### [GIVEN REQUEST]
Please collect every line of the items below that contains the word "street", and copy each one in full. Case counts.

## begin

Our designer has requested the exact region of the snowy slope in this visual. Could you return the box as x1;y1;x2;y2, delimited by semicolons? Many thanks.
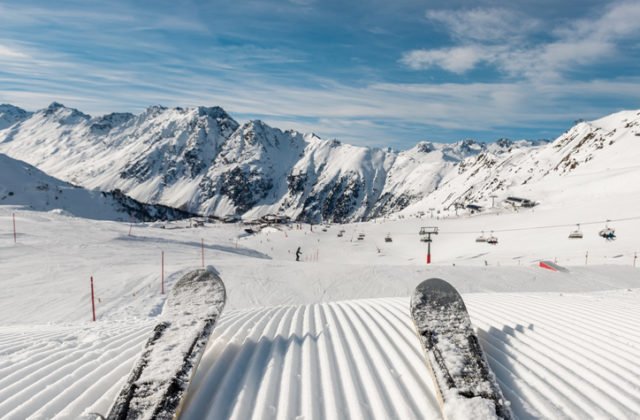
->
0;103;544;222
0;290;640;419
407;111;640;212
0;205;640;419
0;154;190;221
0;104;31;130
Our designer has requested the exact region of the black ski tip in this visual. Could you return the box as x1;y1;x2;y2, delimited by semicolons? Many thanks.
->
411;278;466;310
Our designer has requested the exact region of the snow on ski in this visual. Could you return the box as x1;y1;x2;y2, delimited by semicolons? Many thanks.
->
411;278;513;420
107;270;226;420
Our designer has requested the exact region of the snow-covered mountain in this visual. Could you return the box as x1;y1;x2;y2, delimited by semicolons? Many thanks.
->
0;154;191;221
0;104;31;130
405;111;640;212
0;103;640;222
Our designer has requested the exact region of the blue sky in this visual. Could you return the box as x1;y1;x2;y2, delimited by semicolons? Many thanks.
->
0;0;640;149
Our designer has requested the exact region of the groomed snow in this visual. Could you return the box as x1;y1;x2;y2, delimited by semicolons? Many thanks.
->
0;203;640;419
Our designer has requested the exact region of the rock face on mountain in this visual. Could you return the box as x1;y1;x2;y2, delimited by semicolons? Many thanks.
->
0;154;193;221
0;103;638;222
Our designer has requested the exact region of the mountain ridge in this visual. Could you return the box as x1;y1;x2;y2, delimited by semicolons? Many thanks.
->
0;103;635;222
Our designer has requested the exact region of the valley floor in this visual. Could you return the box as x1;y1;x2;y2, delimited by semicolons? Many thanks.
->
0;207;640;419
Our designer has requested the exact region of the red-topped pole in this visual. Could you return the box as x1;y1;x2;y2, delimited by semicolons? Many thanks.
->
91;276;96;322
160;251;164;295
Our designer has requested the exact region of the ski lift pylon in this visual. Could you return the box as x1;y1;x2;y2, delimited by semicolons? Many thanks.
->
598;220;616;241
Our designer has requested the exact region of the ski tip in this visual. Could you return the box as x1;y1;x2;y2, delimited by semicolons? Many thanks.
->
411;278;464;308
416;277;458;293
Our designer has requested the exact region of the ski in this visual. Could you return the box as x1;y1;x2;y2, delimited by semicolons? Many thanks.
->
411;278;513;420
107;270;226;420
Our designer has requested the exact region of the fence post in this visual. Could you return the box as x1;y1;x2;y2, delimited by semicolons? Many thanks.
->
91;276;96;322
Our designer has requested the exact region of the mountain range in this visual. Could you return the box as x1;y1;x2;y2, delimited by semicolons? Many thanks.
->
0;103;640;222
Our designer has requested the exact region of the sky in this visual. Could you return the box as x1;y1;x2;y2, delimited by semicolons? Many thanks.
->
0;0;640;149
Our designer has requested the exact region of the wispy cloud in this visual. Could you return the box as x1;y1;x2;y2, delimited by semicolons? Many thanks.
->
0;0;640;148
401;2;640;80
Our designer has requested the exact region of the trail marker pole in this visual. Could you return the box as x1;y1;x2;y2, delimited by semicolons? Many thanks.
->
160;251;164;295
584;251;589;265
91;276;96;322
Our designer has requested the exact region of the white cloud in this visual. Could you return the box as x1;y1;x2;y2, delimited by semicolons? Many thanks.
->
401;2;640;81
401;46;487;74
0;44;29;59
426;8;540;43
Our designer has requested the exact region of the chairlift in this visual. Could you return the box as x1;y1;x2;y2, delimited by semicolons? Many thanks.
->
569;223;582;239
419;226;438;236
598;225;616;241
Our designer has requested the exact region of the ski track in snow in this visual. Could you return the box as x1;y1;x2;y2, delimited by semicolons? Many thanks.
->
0;290;640;419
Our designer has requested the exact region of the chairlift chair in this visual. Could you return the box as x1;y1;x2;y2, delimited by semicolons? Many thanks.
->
569;224;582;239
598;226;616;240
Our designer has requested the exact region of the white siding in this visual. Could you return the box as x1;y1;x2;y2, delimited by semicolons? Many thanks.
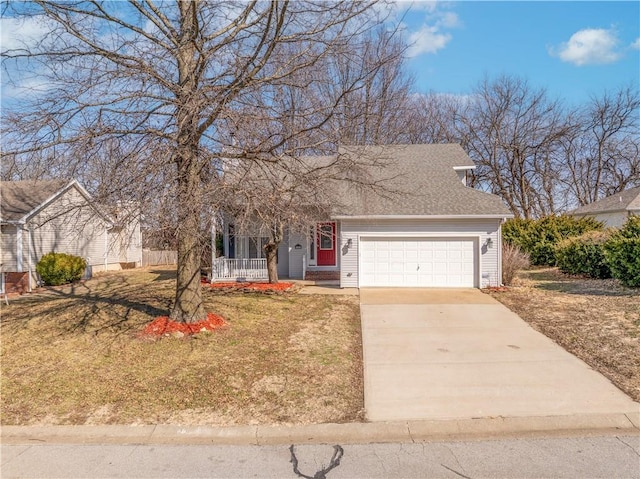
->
339;219;501;288
24;188;108;271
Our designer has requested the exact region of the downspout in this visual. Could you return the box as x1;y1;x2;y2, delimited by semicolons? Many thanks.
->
496;218;507;286
27;228;33;293
214;215;216;283
104;228;109;271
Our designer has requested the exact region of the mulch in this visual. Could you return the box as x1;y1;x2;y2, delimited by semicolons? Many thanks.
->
141;313;226;338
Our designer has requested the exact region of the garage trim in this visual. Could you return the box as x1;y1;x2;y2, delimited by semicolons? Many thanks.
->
357;231;482;288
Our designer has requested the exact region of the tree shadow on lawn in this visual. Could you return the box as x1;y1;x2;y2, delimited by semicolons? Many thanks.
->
2;276;172;335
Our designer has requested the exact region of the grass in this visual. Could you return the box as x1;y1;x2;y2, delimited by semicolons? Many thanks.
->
1;269;363;425
491;268;640;401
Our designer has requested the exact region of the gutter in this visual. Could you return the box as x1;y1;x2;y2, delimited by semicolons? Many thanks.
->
331;213;514;220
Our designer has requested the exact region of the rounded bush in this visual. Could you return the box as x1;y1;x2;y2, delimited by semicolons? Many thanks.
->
555;231;611;279
36;253;87;286
604;216;640;288
502;215;603;266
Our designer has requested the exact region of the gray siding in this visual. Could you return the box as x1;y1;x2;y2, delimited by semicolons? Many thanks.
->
0;225;18;271
338;219;501;288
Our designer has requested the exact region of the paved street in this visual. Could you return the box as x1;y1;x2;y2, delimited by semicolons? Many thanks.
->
0;435;640;479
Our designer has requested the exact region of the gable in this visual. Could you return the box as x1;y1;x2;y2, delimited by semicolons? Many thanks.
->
570;187;640;215
0;180;69;222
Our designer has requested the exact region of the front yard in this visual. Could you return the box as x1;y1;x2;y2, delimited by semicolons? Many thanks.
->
1;267;363;425
492;268;640;401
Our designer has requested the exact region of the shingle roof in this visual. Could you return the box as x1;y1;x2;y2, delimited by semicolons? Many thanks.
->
570;186;640;215
333;144;511;217
0;180;69;221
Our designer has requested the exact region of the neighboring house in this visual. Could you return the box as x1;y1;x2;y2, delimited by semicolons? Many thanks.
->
0;180;142;292
568;186;640;228
218;144;512;288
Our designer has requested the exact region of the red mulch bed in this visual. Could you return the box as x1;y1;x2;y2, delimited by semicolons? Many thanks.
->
203;281;293;291
142;313;226;337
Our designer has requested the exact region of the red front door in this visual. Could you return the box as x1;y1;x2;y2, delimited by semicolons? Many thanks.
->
316;223;336;266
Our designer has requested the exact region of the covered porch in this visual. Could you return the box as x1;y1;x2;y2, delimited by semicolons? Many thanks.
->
210;222;340;282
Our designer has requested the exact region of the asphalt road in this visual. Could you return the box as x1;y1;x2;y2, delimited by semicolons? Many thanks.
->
0;435;640;479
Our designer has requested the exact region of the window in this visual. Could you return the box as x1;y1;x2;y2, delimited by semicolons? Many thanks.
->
320;225;333;250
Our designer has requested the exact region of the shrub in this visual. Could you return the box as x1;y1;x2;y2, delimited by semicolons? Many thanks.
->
502;215;603;266
502;243;529;285
36;253;87;286
604;216;640;288
555;231;611;279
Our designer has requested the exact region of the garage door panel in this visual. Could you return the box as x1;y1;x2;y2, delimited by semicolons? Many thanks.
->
360;238;477;287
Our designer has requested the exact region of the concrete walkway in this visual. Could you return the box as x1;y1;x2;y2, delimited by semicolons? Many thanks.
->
360;288;640;421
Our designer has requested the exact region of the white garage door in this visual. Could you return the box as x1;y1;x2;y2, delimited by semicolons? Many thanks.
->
359;237;476;288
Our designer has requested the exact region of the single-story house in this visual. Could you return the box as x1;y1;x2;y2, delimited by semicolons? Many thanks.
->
568;186;640;228
218;144;512;288
0;180;142;292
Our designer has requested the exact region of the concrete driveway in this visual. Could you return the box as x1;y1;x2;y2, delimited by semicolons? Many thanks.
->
360;288;639;421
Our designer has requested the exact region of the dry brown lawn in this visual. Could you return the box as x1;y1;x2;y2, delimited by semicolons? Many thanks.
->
491;268;640;401
1;268;363;425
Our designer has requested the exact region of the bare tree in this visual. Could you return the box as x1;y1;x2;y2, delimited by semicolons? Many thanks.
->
3;0;390;322
460;77;567;218
562;87;640;205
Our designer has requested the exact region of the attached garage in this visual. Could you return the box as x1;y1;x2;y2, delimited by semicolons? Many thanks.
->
358;236;479;288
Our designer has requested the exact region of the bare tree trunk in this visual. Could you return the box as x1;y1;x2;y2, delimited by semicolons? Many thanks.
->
170;153;207;323
264;223;284;284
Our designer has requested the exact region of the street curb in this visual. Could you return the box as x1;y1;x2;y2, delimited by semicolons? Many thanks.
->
0;411;640;446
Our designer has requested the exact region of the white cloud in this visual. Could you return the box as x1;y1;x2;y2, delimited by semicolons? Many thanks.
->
550;28;621;66
0;17;50;52
396;1;461;57
407;25;451;57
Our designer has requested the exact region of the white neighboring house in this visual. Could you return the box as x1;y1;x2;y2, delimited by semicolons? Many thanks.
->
219;144;513;288
0;180;142;293
568;186;640;228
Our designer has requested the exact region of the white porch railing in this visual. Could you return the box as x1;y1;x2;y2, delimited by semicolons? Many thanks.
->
211;256;269;282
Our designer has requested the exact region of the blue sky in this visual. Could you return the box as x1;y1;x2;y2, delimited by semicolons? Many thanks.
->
399;1;640;104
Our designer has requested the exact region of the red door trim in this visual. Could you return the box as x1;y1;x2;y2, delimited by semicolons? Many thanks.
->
316;222;337;266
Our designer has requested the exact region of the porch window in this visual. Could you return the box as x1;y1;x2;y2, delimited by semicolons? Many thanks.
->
236;236;269;259
320;225;333;250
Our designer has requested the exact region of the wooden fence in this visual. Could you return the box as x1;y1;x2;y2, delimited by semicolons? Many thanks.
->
142;249;178;266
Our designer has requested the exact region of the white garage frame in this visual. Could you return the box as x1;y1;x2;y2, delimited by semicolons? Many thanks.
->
357;231;482;288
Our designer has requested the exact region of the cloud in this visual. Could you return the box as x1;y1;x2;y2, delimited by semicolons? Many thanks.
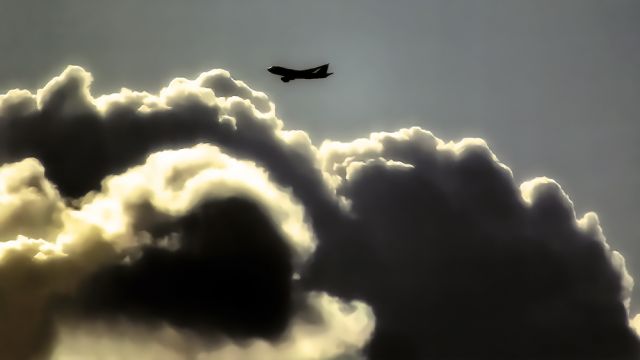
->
0;67;640;359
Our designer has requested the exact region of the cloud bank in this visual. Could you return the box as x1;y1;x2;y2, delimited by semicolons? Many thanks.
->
0;66;640;360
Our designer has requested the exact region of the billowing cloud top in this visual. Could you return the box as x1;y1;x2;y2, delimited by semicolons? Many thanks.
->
0;66;640;360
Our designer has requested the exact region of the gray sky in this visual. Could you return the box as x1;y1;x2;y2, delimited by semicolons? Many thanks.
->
0;0;640;308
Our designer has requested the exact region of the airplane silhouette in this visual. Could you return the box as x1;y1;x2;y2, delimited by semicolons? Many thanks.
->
267;64;333;82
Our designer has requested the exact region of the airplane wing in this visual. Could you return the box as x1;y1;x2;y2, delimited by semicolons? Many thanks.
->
303;64;329;75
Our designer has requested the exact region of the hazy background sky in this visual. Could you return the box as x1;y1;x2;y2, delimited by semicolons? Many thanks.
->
0;0;640;309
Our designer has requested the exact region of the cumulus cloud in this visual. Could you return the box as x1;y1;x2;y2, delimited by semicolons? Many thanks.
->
0;67;640;360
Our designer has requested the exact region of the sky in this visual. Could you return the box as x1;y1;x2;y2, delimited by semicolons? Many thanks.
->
0;0;640;358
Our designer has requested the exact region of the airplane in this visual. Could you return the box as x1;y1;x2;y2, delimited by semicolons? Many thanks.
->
267;64;333;82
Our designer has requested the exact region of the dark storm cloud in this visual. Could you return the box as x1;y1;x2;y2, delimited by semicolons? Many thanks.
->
72;198;294;338
310;128;640;359
0;68;639;359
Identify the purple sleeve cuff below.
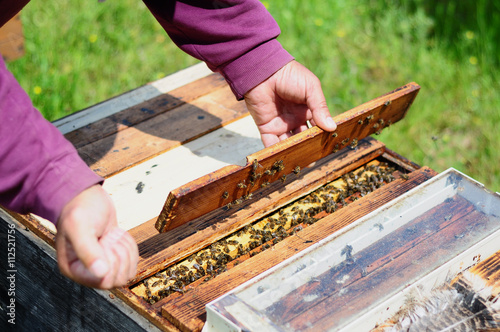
[217,39,293,100]
[144,0,293,99]
[0,57,103,224]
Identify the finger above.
[100,227,130,288]
[307,80,337,131]
[292,124,309,135]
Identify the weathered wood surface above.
[0,209,162,331]
[103,115,264,233]
[65,74,226,149]
[130,138,385,283]
[53,62,212,134]
[78,87,248,177]
[162,167,436,331]
[155,83,420,232]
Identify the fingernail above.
[90,259,109,278]
[326,118,337,130]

## end

### [RESPONSE]
Our designer has requested the exact region of the paved street in this visual. Could you return the box as x1;y1;x2;y2, delimited by semicolons? Many thanks.
Our designer has requested the exact region of the street curb in this visual. Could you return the box as x1;y1;x2;y2, delimited by semicolons? Many thanks.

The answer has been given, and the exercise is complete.